> What to work on: Find each line in the material below that contains the string "building", and copy those lines. Matching is case-sensitive.

> Exercise material:

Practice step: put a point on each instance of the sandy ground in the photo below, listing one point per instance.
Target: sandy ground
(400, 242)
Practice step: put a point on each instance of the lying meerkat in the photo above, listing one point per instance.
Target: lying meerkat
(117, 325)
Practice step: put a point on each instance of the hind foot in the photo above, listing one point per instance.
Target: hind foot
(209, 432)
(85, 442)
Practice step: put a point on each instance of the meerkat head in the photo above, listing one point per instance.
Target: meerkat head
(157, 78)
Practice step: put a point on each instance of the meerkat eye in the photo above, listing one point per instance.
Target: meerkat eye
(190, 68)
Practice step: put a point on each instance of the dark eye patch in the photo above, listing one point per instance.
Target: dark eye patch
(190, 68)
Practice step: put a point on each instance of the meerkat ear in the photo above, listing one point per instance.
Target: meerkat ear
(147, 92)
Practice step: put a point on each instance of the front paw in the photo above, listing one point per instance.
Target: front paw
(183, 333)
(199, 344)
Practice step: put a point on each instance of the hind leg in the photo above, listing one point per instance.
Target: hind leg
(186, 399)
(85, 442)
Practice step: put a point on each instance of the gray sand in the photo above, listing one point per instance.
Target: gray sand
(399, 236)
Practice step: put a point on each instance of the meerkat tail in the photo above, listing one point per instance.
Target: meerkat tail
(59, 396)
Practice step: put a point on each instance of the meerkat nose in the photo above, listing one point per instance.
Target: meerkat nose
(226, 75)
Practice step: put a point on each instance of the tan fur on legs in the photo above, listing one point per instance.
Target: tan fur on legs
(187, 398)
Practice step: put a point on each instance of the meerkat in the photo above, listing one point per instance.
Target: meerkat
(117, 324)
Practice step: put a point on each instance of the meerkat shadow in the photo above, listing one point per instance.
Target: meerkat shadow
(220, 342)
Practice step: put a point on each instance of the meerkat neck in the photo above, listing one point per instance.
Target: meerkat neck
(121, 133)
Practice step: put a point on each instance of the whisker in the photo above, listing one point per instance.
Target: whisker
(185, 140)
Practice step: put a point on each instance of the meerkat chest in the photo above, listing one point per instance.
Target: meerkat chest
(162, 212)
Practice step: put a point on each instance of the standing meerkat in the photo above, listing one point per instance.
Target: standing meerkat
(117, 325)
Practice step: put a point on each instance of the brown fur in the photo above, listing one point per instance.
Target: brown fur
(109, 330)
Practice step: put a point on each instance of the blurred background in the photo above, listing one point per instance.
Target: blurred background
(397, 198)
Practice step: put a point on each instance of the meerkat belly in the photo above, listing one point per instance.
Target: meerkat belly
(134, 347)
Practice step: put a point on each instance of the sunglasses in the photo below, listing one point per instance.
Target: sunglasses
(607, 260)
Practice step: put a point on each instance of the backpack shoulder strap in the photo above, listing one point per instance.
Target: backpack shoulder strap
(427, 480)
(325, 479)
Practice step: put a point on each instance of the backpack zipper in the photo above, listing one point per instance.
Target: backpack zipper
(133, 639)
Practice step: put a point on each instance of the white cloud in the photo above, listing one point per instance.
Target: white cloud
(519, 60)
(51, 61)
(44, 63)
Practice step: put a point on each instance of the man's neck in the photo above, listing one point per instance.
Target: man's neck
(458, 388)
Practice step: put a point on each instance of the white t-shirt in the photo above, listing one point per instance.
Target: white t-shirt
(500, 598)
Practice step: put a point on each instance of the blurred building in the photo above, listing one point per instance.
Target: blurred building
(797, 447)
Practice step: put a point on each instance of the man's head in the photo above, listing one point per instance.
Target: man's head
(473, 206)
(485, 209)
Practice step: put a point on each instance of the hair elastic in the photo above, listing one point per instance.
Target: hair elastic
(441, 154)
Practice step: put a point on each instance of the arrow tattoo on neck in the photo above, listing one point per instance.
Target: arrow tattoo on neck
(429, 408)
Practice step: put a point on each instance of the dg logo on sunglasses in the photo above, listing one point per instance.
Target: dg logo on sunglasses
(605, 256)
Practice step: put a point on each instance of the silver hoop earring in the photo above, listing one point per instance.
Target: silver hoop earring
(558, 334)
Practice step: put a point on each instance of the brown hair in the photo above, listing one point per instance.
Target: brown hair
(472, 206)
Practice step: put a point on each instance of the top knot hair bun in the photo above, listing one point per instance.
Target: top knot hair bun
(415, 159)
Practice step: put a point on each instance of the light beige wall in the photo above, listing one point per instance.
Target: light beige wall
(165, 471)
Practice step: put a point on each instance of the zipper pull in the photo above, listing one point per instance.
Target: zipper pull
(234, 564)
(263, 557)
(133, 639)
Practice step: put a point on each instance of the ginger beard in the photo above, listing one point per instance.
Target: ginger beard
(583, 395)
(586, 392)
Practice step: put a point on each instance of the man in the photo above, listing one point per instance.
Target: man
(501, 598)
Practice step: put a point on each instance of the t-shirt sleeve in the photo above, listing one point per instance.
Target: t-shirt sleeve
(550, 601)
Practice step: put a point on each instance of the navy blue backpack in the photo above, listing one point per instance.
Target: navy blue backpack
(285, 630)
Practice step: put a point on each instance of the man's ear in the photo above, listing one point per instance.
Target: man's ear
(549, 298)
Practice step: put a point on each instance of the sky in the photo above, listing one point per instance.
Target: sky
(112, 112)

...

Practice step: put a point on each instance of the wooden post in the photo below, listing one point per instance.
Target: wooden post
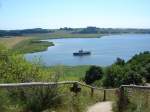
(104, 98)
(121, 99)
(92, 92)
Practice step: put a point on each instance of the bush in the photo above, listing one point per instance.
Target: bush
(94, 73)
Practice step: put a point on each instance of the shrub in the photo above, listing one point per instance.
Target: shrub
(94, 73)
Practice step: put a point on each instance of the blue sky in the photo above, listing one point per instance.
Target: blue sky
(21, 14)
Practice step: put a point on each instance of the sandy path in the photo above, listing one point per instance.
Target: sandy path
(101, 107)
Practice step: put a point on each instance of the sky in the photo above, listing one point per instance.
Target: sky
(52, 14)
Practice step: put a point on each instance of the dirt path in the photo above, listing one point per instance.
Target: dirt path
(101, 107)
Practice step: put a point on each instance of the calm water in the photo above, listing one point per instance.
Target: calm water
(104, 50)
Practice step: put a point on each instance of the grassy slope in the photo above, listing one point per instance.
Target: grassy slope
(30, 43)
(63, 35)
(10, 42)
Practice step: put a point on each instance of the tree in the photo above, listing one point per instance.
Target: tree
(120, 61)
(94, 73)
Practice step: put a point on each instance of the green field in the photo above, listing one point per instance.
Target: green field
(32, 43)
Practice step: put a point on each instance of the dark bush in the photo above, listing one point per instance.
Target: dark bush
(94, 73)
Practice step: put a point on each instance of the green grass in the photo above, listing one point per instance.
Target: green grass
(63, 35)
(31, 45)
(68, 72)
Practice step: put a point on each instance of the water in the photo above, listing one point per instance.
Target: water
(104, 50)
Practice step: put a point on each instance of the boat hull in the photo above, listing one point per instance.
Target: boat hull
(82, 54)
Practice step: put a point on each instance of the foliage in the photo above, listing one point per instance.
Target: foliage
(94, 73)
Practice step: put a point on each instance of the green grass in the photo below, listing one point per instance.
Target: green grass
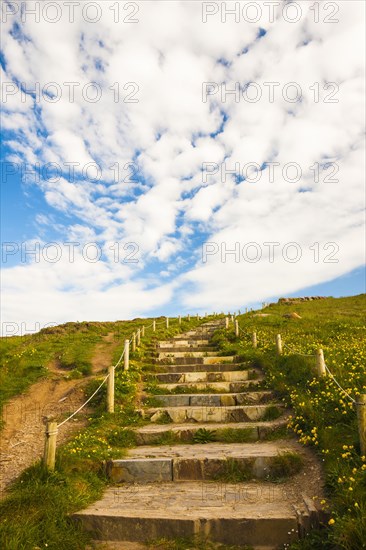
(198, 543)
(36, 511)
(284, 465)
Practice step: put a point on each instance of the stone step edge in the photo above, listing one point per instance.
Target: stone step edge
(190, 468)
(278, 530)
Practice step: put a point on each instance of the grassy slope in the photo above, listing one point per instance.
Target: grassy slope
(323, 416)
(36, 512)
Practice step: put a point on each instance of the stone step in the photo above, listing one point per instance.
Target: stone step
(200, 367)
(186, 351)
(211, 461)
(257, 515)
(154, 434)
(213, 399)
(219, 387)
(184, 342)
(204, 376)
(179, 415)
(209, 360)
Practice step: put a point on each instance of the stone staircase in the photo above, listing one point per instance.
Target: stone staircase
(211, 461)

> Answer to this problem:
Practice step: put a point on each instance of the blurred building in the photo above, listing one point per instance.
Target: blurred building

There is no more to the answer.